A run of records:
* * * *
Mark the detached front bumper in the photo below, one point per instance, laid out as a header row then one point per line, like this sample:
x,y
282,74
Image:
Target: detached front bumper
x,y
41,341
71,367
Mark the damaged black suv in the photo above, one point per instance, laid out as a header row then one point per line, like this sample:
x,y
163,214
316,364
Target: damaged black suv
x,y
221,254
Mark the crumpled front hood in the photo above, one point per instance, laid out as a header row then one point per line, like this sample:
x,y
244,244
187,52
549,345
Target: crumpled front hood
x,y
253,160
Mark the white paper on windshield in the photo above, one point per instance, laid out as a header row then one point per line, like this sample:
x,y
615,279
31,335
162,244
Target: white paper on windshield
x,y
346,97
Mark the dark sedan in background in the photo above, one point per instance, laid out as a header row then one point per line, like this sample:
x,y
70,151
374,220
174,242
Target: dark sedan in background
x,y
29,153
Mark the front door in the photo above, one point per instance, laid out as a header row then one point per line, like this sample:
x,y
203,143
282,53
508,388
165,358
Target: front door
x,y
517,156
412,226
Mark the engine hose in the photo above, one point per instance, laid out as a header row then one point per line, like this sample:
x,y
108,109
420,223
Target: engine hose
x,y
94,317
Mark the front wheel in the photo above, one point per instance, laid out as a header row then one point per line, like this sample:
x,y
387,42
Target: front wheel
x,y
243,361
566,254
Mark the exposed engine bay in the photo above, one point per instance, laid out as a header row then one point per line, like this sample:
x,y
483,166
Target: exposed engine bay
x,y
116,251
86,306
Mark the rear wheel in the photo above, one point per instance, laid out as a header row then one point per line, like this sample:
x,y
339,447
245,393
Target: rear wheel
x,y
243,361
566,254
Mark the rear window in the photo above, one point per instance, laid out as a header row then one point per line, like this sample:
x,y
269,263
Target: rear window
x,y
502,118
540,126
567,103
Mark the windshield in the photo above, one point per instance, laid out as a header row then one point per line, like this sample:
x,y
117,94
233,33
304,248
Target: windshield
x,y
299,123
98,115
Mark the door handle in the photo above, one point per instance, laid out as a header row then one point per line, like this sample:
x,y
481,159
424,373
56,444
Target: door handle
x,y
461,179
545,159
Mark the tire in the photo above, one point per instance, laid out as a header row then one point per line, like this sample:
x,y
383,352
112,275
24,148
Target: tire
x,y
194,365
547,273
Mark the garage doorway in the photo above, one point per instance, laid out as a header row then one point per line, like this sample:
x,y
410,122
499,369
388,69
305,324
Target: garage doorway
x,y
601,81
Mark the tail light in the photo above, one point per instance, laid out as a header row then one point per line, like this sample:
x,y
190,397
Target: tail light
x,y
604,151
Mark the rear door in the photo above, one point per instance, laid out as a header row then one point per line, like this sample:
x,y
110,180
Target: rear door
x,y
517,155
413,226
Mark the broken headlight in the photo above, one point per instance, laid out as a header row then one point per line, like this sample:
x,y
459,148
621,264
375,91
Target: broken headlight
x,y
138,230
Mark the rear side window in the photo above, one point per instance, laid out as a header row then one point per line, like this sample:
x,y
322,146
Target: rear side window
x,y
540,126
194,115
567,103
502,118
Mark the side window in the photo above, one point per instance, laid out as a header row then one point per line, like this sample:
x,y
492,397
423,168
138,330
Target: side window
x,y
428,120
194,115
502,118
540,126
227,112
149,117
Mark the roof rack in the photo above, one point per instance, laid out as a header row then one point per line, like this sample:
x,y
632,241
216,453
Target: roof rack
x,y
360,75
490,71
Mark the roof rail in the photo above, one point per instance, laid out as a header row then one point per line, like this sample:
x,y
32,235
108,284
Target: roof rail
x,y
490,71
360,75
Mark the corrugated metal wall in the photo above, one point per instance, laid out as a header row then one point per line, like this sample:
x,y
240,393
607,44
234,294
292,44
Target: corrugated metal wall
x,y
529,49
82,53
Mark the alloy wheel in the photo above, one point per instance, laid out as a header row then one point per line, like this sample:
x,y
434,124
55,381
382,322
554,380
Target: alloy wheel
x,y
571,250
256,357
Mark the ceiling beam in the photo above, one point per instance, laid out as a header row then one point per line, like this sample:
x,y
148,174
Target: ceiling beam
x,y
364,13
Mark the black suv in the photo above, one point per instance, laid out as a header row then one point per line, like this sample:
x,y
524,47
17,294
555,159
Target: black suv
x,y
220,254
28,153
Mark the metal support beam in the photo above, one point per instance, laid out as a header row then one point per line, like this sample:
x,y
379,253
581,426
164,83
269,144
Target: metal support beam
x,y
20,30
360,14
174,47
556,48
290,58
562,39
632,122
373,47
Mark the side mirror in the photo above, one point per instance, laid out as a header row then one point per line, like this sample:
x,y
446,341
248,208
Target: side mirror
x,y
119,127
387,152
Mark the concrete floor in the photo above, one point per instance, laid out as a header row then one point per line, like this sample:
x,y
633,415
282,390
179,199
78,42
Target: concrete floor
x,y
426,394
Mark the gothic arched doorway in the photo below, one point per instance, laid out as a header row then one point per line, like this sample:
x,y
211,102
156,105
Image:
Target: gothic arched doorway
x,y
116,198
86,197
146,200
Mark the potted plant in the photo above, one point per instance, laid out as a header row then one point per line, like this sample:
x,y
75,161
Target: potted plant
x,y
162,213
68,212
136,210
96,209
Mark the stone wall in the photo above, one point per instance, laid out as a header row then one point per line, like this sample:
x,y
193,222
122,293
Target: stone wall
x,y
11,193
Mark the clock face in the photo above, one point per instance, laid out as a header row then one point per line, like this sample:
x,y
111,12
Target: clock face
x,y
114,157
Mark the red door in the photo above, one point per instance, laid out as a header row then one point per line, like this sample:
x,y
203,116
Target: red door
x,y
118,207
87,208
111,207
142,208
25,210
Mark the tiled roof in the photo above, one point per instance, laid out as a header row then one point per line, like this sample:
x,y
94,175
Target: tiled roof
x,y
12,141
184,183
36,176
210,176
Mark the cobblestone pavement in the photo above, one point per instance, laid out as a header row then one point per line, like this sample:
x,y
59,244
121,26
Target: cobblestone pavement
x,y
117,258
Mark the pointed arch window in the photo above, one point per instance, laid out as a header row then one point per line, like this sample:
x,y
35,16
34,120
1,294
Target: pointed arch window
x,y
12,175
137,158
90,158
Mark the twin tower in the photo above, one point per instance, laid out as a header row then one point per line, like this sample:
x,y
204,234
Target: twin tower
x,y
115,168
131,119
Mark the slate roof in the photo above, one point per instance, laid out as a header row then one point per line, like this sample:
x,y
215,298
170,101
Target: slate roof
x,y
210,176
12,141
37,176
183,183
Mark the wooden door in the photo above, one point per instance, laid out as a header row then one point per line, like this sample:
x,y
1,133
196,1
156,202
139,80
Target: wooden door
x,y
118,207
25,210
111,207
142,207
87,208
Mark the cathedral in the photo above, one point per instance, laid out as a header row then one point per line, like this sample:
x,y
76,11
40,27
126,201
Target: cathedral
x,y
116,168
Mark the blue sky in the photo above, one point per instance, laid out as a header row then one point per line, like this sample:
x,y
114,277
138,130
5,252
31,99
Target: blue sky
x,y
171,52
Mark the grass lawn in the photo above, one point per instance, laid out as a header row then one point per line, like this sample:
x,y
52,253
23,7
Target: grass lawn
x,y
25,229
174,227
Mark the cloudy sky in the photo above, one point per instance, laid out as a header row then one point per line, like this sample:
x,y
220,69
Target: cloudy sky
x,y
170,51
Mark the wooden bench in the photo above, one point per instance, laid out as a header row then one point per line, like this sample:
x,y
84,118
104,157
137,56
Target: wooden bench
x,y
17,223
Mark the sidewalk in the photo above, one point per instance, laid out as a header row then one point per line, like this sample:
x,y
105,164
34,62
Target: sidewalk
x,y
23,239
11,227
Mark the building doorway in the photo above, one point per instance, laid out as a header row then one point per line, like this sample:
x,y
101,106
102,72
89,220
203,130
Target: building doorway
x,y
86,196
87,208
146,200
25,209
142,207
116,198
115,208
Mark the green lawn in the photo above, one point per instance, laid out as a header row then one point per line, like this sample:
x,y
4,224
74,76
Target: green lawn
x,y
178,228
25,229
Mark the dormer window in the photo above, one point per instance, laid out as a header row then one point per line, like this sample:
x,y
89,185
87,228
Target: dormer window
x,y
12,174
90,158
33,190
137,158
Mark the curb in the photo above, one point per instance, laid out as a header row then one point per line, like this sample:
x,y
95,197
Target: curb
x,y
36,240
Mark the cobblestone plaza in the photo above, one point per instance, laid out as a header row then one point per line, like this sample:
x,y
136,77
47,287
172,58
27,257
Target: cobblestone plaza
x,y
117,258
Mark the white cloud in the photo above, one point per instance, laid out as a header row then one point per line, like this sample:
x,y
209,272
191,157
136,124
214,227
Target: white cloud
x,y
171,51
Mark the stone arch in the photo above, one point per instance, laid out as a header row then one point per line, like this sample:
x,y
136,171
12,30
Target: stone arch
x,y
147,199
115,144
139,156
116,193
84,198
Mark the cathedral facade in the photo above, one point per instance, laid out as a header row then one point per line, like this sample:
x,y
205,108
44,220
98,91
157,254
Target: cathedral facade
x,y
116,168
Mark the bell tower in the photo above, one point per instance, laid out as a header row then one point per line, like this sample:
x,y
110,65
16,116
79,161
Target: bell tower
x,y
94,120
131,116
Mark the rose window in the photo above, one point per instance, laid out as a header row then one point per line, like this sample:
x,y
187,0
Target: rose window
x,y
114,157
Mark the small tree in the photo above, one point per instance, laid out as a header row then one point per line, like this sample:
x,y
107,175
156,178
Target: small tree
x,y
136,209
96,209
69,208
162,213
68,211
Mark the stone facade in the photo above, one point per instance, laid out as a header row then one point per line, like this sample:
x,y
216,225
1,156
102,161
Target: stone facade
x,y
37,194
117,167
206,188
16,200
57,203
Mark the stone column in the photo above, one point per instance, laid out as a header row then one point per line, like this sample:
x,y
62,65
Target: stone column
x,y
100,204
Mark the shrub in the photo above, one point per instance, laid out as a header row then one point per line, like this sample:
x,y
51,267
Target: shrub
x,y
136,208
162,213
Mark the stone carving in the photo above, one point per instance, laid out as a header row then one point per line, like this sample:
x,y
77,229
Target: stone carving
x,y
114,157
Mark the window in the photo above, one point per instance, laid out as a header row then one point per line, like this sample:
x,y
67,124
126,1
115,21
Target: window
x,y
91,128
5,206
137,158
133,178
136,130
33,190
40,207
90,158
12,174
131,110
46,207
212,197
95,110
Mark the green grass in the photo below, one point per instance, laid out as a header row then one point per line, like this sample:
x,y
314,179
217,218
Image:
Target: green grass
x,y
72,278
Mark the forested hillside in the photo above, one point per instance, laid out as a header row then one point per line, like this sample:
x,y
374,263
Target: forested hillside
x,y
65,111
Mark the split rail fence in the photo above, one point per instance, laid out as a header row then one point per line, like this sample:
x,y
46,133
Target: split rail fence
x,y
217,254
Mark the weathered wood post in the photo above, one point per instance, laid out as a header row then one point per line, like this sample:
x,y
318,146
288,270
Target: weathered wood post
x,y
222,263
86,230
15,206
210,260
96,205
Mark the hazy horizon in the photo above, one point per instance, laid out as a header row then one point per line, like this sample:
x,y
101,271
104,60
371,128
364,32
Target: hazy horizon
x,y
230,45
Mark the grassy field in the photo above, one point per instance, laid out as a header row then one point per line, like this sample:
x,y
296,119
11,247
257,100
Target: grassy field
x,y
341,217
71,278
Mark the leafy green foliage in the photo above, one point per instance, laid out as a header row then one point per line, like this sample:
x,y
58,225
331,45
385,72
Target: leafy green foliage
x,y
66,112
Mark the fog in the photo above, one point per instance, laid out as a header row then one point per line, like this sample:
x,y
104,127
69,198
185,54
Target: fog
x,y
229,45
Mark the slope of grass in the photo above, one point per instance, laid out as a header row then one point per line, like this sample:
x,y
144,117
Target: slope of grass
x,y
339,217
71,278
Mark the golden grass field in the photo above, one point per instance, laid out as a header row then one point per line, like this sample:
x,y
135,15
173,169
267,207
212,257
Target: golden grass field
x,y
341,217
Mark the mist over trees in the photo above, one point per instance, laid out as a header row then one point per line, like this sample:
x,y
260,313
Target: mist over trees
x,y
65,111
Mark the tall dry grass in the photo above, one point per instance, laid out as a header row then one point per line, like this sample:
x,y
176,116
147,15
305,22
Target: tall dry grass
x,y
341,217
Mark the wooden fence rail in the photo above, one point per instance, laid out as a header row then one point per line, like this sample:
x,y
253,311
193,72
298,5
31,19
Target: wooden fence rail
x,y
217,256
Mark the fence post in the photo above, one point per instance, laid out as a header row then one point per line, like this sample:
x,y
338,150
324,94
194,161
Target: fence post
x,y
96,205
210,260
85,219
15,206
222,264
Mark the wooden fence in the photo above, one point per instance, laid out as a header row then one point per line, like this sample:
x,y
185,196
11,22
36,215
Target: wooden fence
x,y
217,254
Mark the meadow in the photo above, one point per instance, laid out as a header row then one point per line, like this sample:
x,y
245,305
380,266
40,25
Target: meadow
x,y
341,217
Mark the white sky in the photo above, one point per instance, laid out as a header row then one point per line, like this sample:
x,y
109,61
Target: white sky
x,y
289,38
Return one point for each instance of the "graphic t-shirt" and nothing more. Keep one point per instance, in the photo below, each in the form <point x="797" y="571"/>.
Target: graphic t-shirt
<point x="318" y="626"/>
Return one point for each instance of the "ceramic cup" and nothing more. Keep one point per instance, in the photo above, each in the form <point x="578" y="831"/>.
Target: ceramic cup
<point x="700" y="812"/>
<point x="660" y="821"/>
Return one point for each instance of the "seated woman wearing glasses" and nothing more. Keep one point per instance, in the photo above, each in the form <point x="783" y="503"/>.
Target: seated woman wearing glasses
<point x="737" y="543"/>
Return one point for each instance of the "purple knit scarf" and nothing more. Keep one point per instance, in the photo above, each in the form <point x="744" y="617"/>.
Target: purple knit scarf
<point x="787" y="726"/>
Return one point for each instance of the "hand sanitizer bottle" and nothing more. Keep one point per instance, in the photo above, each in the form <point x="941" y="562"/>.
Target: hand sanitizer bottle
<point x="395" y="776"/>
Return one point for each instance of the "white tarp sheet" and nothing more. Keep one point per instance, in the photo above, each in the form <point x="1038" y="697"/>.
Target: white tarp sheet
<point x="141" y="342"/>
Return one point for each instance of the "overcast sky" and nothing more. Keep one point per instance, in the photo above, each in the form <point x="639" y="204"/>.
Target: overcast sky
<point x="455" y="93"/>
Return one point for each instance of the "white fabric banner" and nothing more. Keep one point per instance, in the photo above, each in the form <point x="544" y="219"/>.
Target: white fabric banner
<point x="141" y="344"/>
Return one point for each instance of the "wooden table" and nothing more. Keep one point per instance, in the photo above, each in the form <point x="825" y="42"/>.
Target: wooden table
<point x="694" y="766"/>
* * * *
▶ [SHORT TASK] Find every line above that contains the word "handle" and copy each of those lines.

▶ [EXPECTED ANSWER]
Mark the door handle in the photo above, one point per instance, laid out as a header row then one point per line, like this sample:
Target: door handle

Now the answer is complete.